## Extrait
^^^^^^^^

CHAMBORIGAUD La galère des familles coupées du monde par la crue du Luech
Les Cévennes payent à nouveau un lourd tribut à la suite de l’épisode cévenol de ce dimanche 3 octobre. Du côté de Chamborigaud, la crue du Luech a détruit deux ponts et laissé plusieurs familles isolées dans leur hameau pour une durée… indéterminée.
Quitter leur maison ? Il n’en est pas question ! Martine Pascal, conseillère municipale, habite le hameau des Baumes à Chamborigaud. Elle fait partie de ces familles qui, depuis dimanche après-midi, se retrouvent coupées du monde après l’effondrement d’un pont qui leur permet de rejoindre le village. « On l’appelle le pont noyé, à Pont-de-Rastel », précise le maire, Émile Corbier, complètement catastrophé par la situation. Ce pont noyé - qui porte bien son nom - est bel et bien parti sous les eaux quand le Luech a pris des proportions inimaginables pour les Cévenols du coin qui n’avaient plus connu de dégâts d’une telle ampleur depuis 1958.
Une heure pour rejoindre le village
« Sur huit résidents permanents, nous sommes aujourd’hui cinq à vouloir rester chez nous, dont un monsieur de 79 ans qui est malade. Nous attendons qu’une piste soit accessible », indique Martine Pascal. « On va leur en aménager une, mais il faudra une heure pour venir au village et elle ne sera praticable qu’avec un véhicule tout terrain », explique Émile Corbier. Une heure au lieu des cinq minutes habituelles.
Une solution loin d’être idéale pour les habitants concernés qui ont une autre idée en tête, comme l’explique Martine Pascal : « J’envisage de faire une pétition pour que l’on aménage une piste de 200 mètres qui longe la rivière et rejoigne un autre pont praticable. C’est le bon sens, la cohérence. Elle traverserait des terrains privés, mais je ne vois pas pourquoi les propriétaires s’y opposeraient, ça ne gêne personne. Avec la volonté, c’est possible ! »

^^^^^^^^

## Consigne A
Modifiez les enregistrements à partir de la ligne qui contient « Could you spot the wispy » jusqu'à la fin des enregistrements. Recopiez ces lignes en remplaçant « wispy cloud » par « thin cloud », sans rien changer d'autre.

^^^^^^^^

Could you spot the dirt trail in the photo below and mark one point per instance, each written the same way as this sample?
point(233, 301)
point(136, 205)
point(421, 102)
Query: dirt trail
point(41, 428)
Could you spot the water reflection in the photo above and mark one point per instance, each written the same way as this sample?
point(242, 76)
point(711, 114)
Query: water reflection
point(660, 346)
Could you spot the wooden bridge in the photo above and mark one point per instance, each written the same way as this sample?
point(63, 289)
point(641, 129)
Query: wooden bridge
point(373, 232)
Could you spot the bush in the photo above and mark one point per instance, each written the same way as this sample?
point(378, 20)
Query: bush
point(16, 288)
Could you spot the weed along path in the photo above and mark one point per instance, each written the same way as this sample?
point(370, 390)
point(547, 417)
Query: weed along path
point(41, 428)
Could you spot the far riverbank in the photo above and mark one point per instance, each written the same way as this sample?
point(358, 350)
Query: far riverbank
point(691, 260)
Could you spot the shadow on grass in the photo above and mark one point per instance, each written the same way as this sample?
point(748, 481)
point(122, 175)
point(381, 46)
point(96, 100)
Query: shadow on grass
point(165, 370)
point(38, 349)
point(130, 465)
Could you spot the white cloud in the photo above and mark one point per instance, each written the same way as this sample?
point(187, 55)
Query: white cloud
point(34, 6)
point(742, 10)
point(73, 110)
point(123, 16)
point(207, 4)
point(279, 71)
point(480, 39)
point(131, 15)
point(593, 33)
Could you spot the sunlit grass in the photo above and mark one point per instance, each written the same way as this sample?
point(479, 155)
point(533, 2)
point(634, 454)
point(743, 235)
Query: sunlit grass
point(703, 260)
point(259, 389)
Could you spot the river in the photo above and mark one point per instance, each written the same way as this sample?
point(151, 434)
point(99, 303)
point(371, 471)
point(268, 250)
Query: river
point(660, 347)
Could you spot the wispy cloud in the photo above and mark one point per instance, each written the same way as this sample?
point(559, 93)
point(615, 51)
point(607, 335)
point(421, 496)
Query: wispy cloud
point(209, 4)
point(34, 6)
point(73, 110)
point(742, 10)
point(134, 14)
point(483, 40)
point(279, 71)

^^^^^^^^

## Consigne B
Condensez sous forme de liste le paragraphe de l'article qui commence par « Une solution loin d'être idéale », en conservant ses faits principaux.

## Résultat obtenu A
Could you spot the thin cloud in the photo above and mark one point per instance, each written the same way as this sample?
point(559, 93)
point(615, 51)
point(607, 335)
point(421, 496)
Query: thin cloud
point(209, 4)
point(34, 6)
point(73, 110)
point(742, 10)
point(134, 14)
point(483, 40)
point(279, 71)

## Résultat obtenu B
- La piste prévue est loin d'être idéale pour les habitants concernés.
- Martine Pascal envisage une pétition pour obtenir une piste de 200 mètres qui longerait la rivière jusqu'à un autre pont praticable.
- Cette piste traverserait des terrains privés, mais elle ne voit pas pourquoi les propriétaires s'y opposeraient.
- Elle juge ce projet possible avec de la volonté.